===== Texte du document =====

QUOTIDIEN : vendredi 18 novembre 2005
Jean Baudrillard est sociologue.





    Il aura fallu que brûlent en une seule nuit 1 500 voitures, puis, en
ordre décroissant, 900, 500, 200, jusqu'à se rapprocher de la «normale»
quotidienne, pour qu'on s'aperçoive que chaque nuit 90 voitures en moyenne
brûlaient dans notre douce France. Une sorte de flamme perpétuelle, comme
celle de l'Arc de triomphe, brûlant en hommage à l'Immigré inconnu.
Aujourd'hui reconnu, le temps d'une révision déchirante, mais tout en
trompe-l'oeil.

=====

▶ [Demande écrite 1]:
Répondez à ces questions sur le texte du document :
(a) Quelle profession le texte attribue-t-il à Jean Baudrillard ?
(b) Combien de voitures ont brûlé en une seule nuit au plus fort des événements ?
(c) Combien de voitures brûlaient en moyenne chaque nuit en France ?
▶ [Demande écrite 2]:
Relevez dans le texte du document tous les nombres de voitures mentionnés.
▶ [Demande écrite 3]:
Réécrivez le passage du texte du document qui commence par "quotidienne, pour qu'on" et se termine après "à l'Immigré inconnu.", en remplaçant "flamme perpétuelle" par "flamme éternelle".
Répondez uniquement à partir du texte du document.

===== Informations extraites =====

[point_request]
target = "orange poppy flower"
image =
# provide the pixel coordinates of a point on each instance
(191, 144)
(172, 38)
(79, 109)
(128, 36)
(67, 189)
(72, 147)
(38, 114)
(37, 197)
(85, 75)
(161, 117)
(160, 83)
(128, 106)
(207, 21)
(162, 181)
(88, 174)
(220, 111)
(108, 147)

=====

▶ [Réponse 1]:
(a) Sociologue.
(b) 1 500 voitures.
(c) 90 voitures.

▶ [Réponse 2]:
1 500, 900, 500, 200, 90

▶ [Réponse 3]:
quotidienne, pour qu'on s'aperçoive que chaque nuit 90 voitures en moyenne
brûlaient dans notre douce France. Une sorte de flamme éternelle, comme
celle de l'Arc de triomphe, brûlant en hommage à l'Immigré inconnu.